The gripping device 44 (e.g., casing drive system or casing running tool) is configured to reciprocate and/or rotate the tubular 38 (e.g., casing) during casing and/or cementing operations. The gripping device 44 may also be used during cementing operations to direct cement into the casing string 28. In certain embodiments, the gripping device 44 may be coupled to a cement swivel configured to supply cement for cementing operations. For example, the cement swivel may receive cement from a pumping unit via a supply line. Additionally, the gripping device 44 may include an inner bore configured to direct the cement through the gripping device 44 and into the casing string 28.

As mentioned above, present embodiments also include a multi-plug launching system 50 (e.g., a multiple cement plug launching system), which is used to launch multiple plugs down the casing string 28 during cementing operations. In the illustrated embodiment, the multi-plug launching system 50 is shown set aside on the drilling rig 10 and is not in use. The embodiments of the multi-plug launching system 50 described herein include a first plug (e.g., a bottom plug or first plug assembly) 52, a second plug (e.g., a top plug or second plug assembly) 54, and a plug system adapter 56 (e.g., a plug system adapter assembly), which are coupled together in an axial arrangement (e.g., the respective central axes of the first plug 52, the second plug 54, and the plug system adapter 56 are generally aligned and/or are coaxial). It will be appreciated that other embodiments of the multi-plug launching system 50 may include additional numbers of plugs (e.g., 3, 4, 5, or more) depending on design considerations, numbers or types of cement used, numbers of casing string 28 sections to be cemented, etc. For example, the first plug 52 of the multi-plug launching system 50 may be launched down the casing string 28 to clean drilling mud from an interior wall of the casing string 28 after the casing string 28 is run into the wellbore 30 and prior to beginning the cementing process. Once the first plug 52 is launched, cement may be pumped through the gripping device 44, the plug system adapter 56, and the second plug 54 and behind the first plug 52 to drive the first plug 52 to the bottom of the casing string 28. As discussed below, cement may be pumped until rupture disks of the first plug 52 are ruptured to enable passage of the cement through the first plug 52 at the bottom of the casing string 28 and into an annulus between the casing string 28 and the wellbore 30. After a desired or calculated amount of cement is pumped into the casing string 28, the second plug 54 of the multi-plug launching system 50 may be launched down the casing string 28 (e.g., using a displacement fluid) to clean or wipe the cement from the interior wall of the casing string 28. As discussed below, the multi-plug launching system 50 has a compact configuration that enables the multi-plug launching system 50 to be inserted into or “stabbed” into the casing string 28 without taking up any or any significant stack-up room on the drilling rig 10.

——

* To-do list:
[1] In the passage on the multi-plug launching system, reproduce the text starting at "The gripping device 44 (e.g., casing" and ending at "and into the casing string 28.".
[2] According to the passage on the multi-plug launching system, why is the first plug launched down the casing string before cementing begins?

* Collected data:

——

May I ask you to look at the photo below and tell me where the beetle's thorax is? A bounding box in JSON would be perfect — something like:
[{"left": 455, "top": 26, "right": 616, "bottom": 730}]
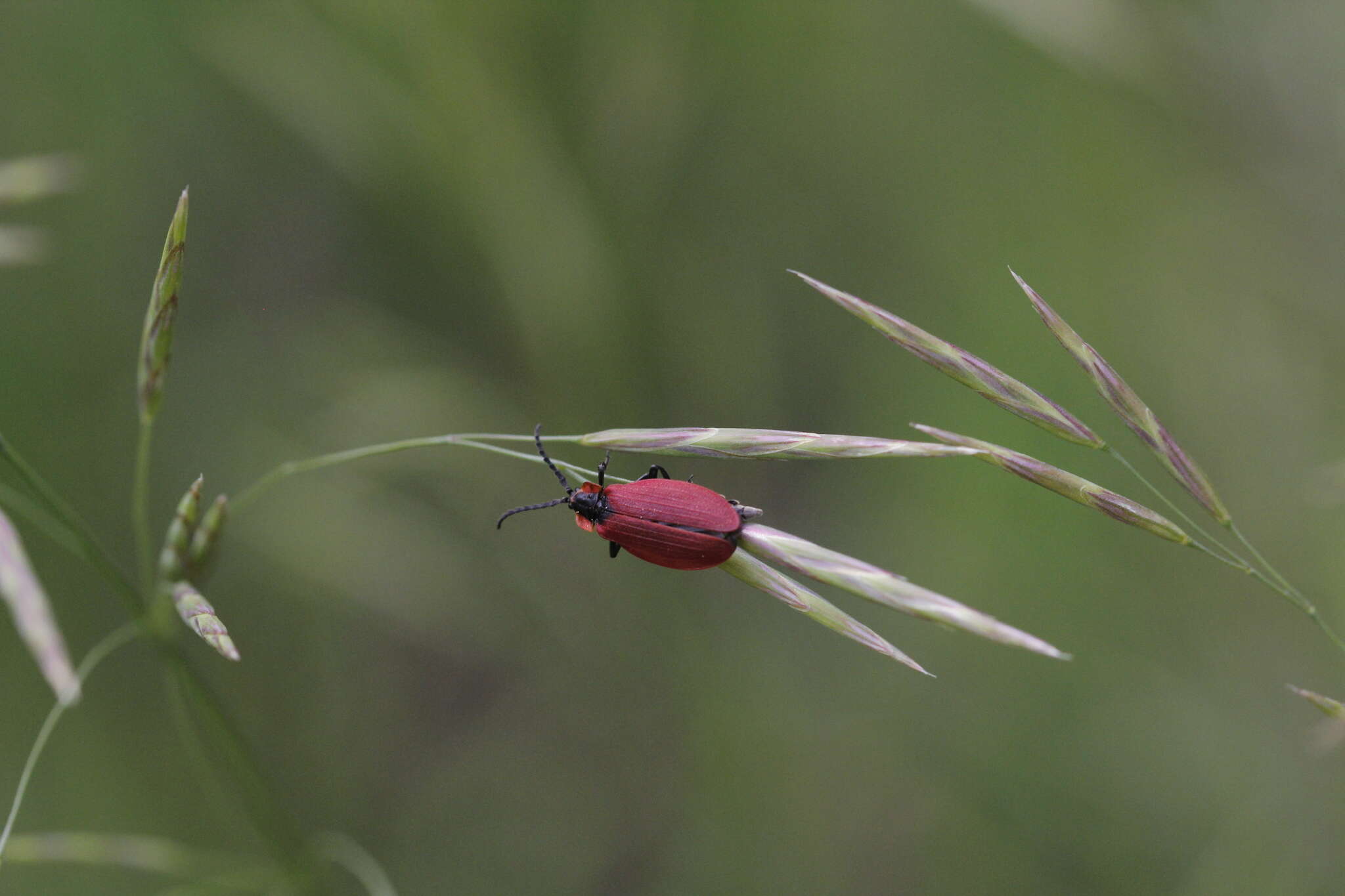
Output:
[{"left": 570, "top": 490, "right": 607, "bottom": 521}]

——

* Solutions to each task:
[1]
The gripping device 44 (e.g., casing drive system or casing running tool) is configured to reciprocate and/or rotate the tubular 38 (e.g., casing) during casing and/or cementing operations. The gripping device 44 may also be used during cementing operations to direct cement into the casing string 28. In certain embodiments, the gripping device 44 may be coupled to a cement swivel configured to supply cement for cementing operations. For example, the cement swivel may receive cement from a pumping unit via a supply line. Additionally, the gripping device 44 may include an inner bore configured to direct the cement through the gripping device 44 and into the casing string 28.

[2] The first plug is launched to clean drilling mud from the interior wall of the casing string. This happens after the casing string has been run into the wellbore and before the cementing process starts.